[DATA PROVIDED Boundary: Start]

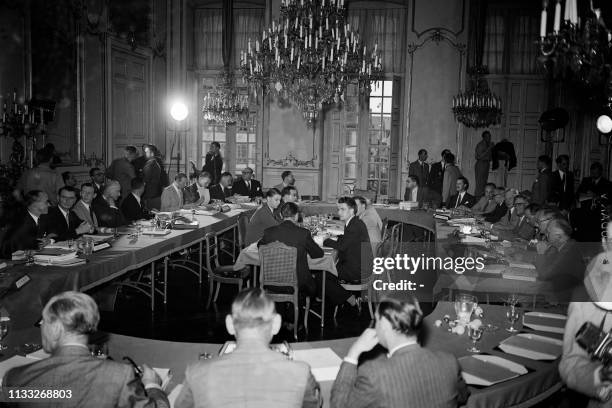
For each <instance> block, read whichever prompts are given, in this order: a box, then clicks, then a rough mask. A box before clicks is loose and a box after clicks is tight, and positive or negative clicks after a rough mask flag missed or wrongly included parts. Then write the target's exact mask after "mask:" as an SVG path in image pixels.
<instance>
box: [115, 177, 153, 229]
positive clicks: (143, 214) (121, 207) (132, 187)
mask: <svg viewBox="0 0 612 408" xmlns="http://www.w3.org/2000/svg"><path fill="white" fill-rule="evenodd" d="M130 189H131V193H130V194H129V195H128V196H127V197H125V198H124V199H123V201H121V212H123V216H124V217H125V219H126V220H127V222H133V221H138V220H150V219H151V218H153V214H151V213H150V212H149V209H148V208H147V207H146V205H145V203H144V199H143V198H142V195H143V194H144V181H143V180H142V179H141V178H140V177H136V178H133V179H132V181H130Z"/></svg>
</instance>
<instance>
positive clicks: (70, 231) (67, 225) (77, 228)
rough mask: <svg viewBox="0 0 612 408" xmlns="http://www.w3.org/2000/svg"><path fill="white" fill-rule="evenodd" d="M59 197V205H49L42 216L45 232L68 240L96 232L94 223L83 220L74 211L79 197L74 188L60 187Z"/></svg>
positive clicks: (50, 236)
mask: <svg viewBox="0 0 612 408" xmlns="http://www.w3.org/2000/svg"><path fill="white" fill-rule="evenodd" d="M58 198H59V202H58V205H57V207H49V211H48V212H47V214H43V215H42V216H41V217H40V224H41V230H42V231H43V234H46V235H47V236H48V237H50V238H53V239H55V240H57V241H66V240H69V239H74V238H76V237H78V236H79V235H83V234H91V233H93V232H94V226H93V225H91V224H89V223H88V222H87V221H81V219H80V218H79V217H78V216H77V215H76V214H75V213H74V212H73V211H72V207H73V206H74V204H75V203H76V199H77V198H76V190H75V189H74V188H72V187H66V186H64V187H62V188H60V189H59V192H58Z"/></svg>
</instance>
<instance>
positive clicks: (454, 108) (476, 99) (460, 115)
mask: <svg viewBox="0 0 612 408" xmlns="http://www.w3.org/2000/svg"><path fill="white" fill-rule="evenodd" d="M488 73H489V71H488V69H487V67H486V66H479V67H472V68H470V69H468V75H469V76H470V83H469V88H468V90H466V91H465V92H461V93H460V94H459V95H457V96H455V97H453V113H454V114H455V119H457V120H458V121H459V122H461V123H463V124H464V125H465V126H467V127H470V128H476V129H478V128H483V127H488V126H492V125H498V124H500V123H501V115H502V110H501V100H500V99H499V98H498V97H497V96H496V95H494V94H493V93H492V92H491V91H490V90H489V86H488V84H487V80H486V79H485V78H484V76H485V75H487V74H488Z"/></svg>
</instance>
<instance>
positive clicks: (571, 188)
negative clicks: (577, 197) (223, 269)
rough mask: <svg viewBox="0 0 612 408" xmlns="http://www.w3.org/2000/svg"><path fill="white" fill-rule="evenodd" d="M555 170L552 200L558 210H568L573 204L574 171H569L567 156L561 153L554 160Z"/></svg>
mask: <svg viewBox="0 0 612 408" xmlns="http://www.w3.org/2000/svg"><path fill="white" fill-rule="evenodd" d="M555 162H556V163H557V170H556V171H555V172H553V193H552V194H553V197H552V201H554V202H556V203H558V206H559V209H560V210H565V211H569V210H571V209H572V207H573V205H574V173H573V172H571V171H569V156H568V155H567V154H562V155H560V156H559V157H557V160H555Z"/></svg>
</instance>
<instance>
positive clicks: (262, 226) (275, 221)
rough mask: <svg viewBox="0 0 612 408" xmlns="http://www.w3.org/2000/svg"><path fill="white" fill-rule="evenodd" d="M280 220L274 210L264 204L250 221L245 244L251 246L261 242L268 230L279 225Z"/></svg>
mask: <svg viewBox="0 0 612 408" xmlns="http://www.w3.org/2000/svg"><path fill="white" fill-rule="evenodd" d="M279 223H280V220H279V219H278V218H277V217H275V216H274V213H273V212H272V209H271V208H270V207H268V204H267V203H263V204H262V205H261V207H259V208H258V209H257V210H256V211H255V213H254V214H253V216H252V217H251V219H250V221H249V225H248V226H247V233H246V239H245V241H246V242H245V243H246V245H251V244H252V243H253V242H256V241H259V240H260V239H261V237H263V234H264V231H265V230H266V228H270V227H274V226H275V225H278V224H279Z"/></svg>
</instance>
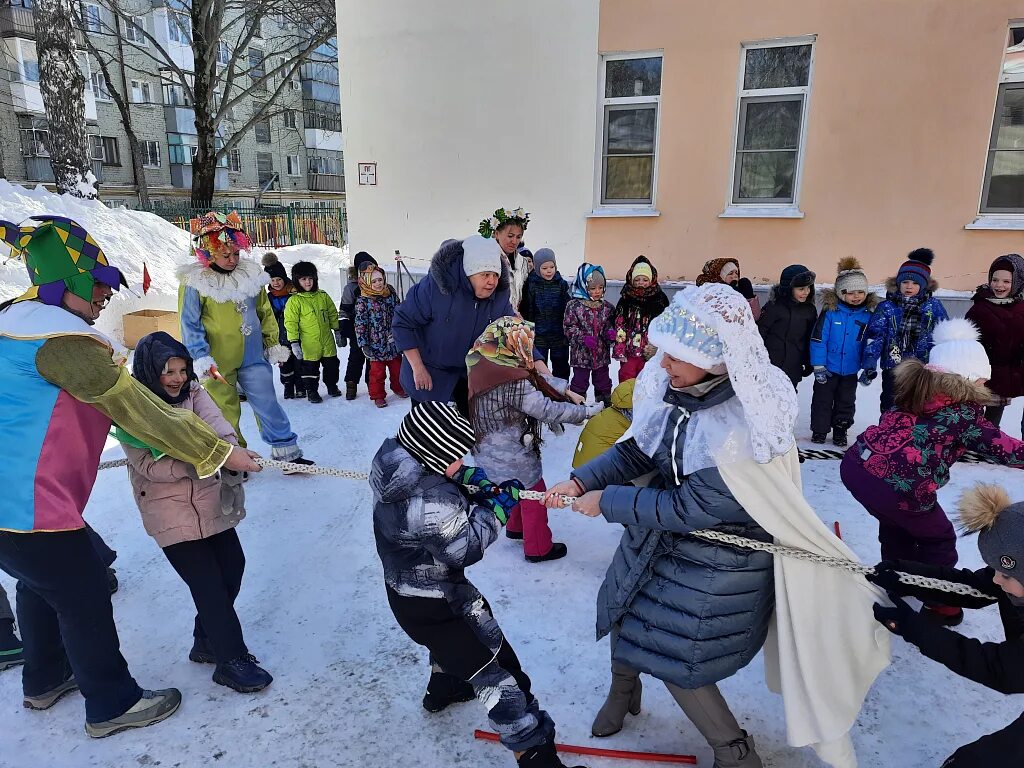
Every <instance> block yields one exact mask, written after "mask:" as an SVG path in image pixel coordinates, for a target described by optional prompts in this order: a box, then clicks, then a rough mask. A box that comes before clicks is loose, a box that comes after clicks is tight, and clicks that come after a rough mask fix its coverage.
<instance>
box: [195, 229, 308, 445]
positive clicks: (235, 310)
mask: <svg viewBox="0 0 1024 768" xmlns="http://www.w3.org/2000/svg"><path fill="white" fill-rule="evenodd" d="M193 223H194V228H196V229H197V231H196V233H195V234H194V238H193V241H194V243H193V248H194V251H195V253H196V255H197V258H198V259H199V261H198V262H196V263H194V264H186V265H185V266H182V267H181V268H179V269H178V271H177V276H178V280H179V281H180V283H181V285H180V287H179V288H178V312H179V313H180V316H181V341H182V343H184V345H185V348H186V349H187V350H188V354H189V355H191V358H193V360H194V365H195V368H196V374H197V376H199V377H200V379H201V380H203V382H204V386H205V388H206V390H207V391H208V392H209V393H210V396H211V397H213V399H214V402H216V403H217V407H218V408H220V410H221V413H223V414H224V418H225V419H227V423H228V424H230V425H231V429H233V430H234V433H236V434H237V435H238V437H239V444H241V445H245V444H246V442H245V439H244V438H243V436H242V432H241V430H240V429H239V420H240V419H241V417H242V403H241V402H240V400H239V391H238V385H239V384H241V385H242V389H243V390H244V391H245V393H246V397H247V399H248V402H249V404H250V406H251V407H252V410H253V412H254V413H255V414H256V423H257V425H258V426H259V431H260V436H261V437H262V438H263V441H264V442H266V443H268V444H269V445H270V447H271V456H272V457H273V458H274V459H278V460H280V461H294V460H295V459H299V458H301V457H302V450H301V449H300V447H299V446H298V437H297V436H296V435H295V433H294V432H293V431H292V426H291V424H290V423H289V421H288V416H287V415H286V414H285V411H284V410H283V409H282V408H281V403H280V402H278V395H276V392H275V391H274V388H273V372H272V370H271V368H270V364H271V362H273V364H276V365H282V364H284V362H287V361H288V358H289V356H290V352H289V350H288V348H287V347H284V346H282V345H281V344H280V343H279V339H280V329H279V328H278V321H276V319H275V318H274V316H273V309H272V308H271V306H270V299H269V297H268V296H267V293H266V291H265V288H266V286H267V284H268V283H269V282H270V276H269V275H268V274H267V273H266V272H265V271H263V269H262V267H261V266H260V265H259V264H257V263H256V262H255V261H252V260H250V259H248V258H240V259H239V265H238V266H237V267H236V268H234V269H233V270H232V271H230V272H225V271H223V270H218V269H217V268H216V267H215V265H212V262H211V251H210V249H211V248H213V249H214V250H217V249H222V248H234V249H238V250H241V251H243V252H247V251H248V248H249V239H248V237H246V233H245V232H244V231H243V230H242V221H241V219H239V217H238V214H231V215H230V216H226V217H225V216H222V215H221V214H207V215H206V216H204V217H203V218H202V219H198V220H194V222H193ZM290 301H292V300H291V299H290ZM214 374H218V375H219V376H220V377H221V378H220V379H218V378H216V376H215V375H214Z"/></svg>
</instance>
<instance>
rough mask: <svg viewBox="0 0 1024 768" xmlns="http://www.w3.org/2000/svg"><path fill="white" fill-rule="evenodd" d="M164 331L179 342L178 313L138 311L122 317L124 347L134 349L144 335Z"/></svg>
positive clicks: (153, 310) (171, 312) (169, 310)
mask: <svg viewBox="0 0 1024 768" xmlns="http://www.w3.org/2000/svg"><path fill="white" fill-rule="evenodd" d="M157 331H165V332H166V333H169V334H170V335H171V336H173V337H174V338H175V339H177V340H178V341H181V324H180V323H179V322H178V313H177V312H175V311H172V310H170V309H139V310H138V311H135V312H128V313H126V314H125V316H124V333H125V346H126V347H128V348H129V349H134V348H135V345H136V344H138V340H139V339H141V338H142V337H143V336H145V335H146V334H152V333H155V332H157Z"/></svg>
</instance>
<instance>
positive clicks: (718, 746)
mask: <svg viewBox="0 0 1024 768" xmlns="http://www.w3.org/2000/svg"><path fill="white" fill-rule="evenodd" d="M666 686H667V687H668V688H669V692H670V693H671V694H672V697H673V698H675V699H676V703H678V705H679V707H680V708H681V709H682V711H683V713H685V715H686V717H688V718H689V719H690V722H691V723H693V725H694V726H695V727H696V729H697V730H698V731H700V735H701V736H703V737H705V738H706V739H708V744H709V746H711V749H712V750H713V751H714V752H715V765H714V768H764V764H763V763H762V762H761V758H760V757H759V756H758V754H757V752H755V750H754V738H753V737H752V736H750V735H748V733H746V731H744V730H743V729H742V728H740V727H739V723H737V722H736V718H735V717H734V716H733V714H732V711H731V710H730V709H729V705H728V703H727V702H726V700H725V698H724V697H723V696H722V692H721V691H720V690H719V689H718V686H717V685H714V684H712V685H706V686H703V687H702V688H694V689H692V690H687V689H685V688H680V687H678V686H675V685H672V684H671V683H666Z"/></svg>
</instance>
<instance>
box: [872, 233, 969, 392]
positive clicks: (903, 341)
mask: <svg viewBox="0 0 1024 768" xmlns="http://www.w3.org/2000/svg"><path fill="white" fill-rule="evenodd" d="M934 259H935V254H934V253H933V252H932V249H930V248H919V249H918V250H915V251H911V252H910V253H909V254H908V256H907V260H906V261H904V262H903V264H902V266H900V268H899V272H898V273H897V274H896V279H895V280H893V279H891V278H890V279H889V280H888V281H886V291H887V293H886V299H885V301H883V302H882V303H881V304H879V307H878V309H876V310H874V314H873V315H871V322H870V323H869V324H868V326H867V344H866V346H865V348H864V365H863V366H862V368H863V369H864V370H863V372H862V373H861V374H860V380H859V381H860V383H861V384H863V385H864V386H865V387H866V386H867V385H868V384H870V383H871V382H872V381H873V380H874V377H876V376H878V372H877V371H876V370H874V368H876V366H877V365H878V364H879V360H880V359H881V361H882V410H883V411H888V410H889V409H891V408H892V407H893V385H894V379H893V376H894V371H895V369H896V366H898V365H899V364H900V362H902V361H903V360H908V359H911V358H916V359H919V360H921V361H922V362H926V364H927V362H928V352H929V350H930V349H931V348H932V330H933V329H934V328H935V324H936V323H939V322H940V321H944V319H948V318H949V315H947V314H946V310H945V307H943V306H942V302H940V301H939V300H938V299H937V298H935V296H934V294H935V290H936V289H937V288H938V285H937V284H936V282H935V281H934V280H932V261H933V260H934Z"/></svg>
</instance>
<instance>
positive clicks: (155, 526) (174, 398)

[DATA PROVIDED Boundary: End]

The answer must be the lines above, word for word, from the first one through the line with "197V205H49L42 216L45 232L68", pictures excluded.

ANSWER SPACE:
For each <instance> block, read whichever prompts are given, in this order: a box, then clicks, then a rough mask. A box before clicks is loose and a box after clicks is tight, and positive or negative clicks after a rough mask flag missed or wrongly included parts. Then write the target's exact mask after "mask:" as an SVG path in image pixels.
<instance>
box: [115, 177, 153, 229]
positive clicks: (143, 214) (121, 207) (132, 187)
mask: <svg viewBox="0 0 612 408" xmlns="http://www.w3.org/2000/svg"><path fill="white" fill-rule="evenodd" d="M130 189H131V193H130V194H129V195H128V196H127V197H125V198H124V199H123V201H121V212H123V216H124V217H125V219H126V220H127V222H133V221H138V220H150V219H151V218H153V214H151V213H150V212H149V209H148V208H147V207H146V205H145V203H144V199H143V198H142V195H143V194H144V181H143V180H142V179H141V178H140V177H136V178H133V179H132V181H130Z"/></svg>
</instance>
<instance>
positive clicks: (70, 231) (67, 225) (77, 228)
rough mask: <svg viewBox="0 0 612 408" xmlns="http://www.w3.org/2000/svg"><path fill="white" fill-rule="evenodd" d="M59 197V205H49L42 216L45 232L68 240L96 232L94 223L83 220L74 211L79 197L74 188L60 187Z"/></svg>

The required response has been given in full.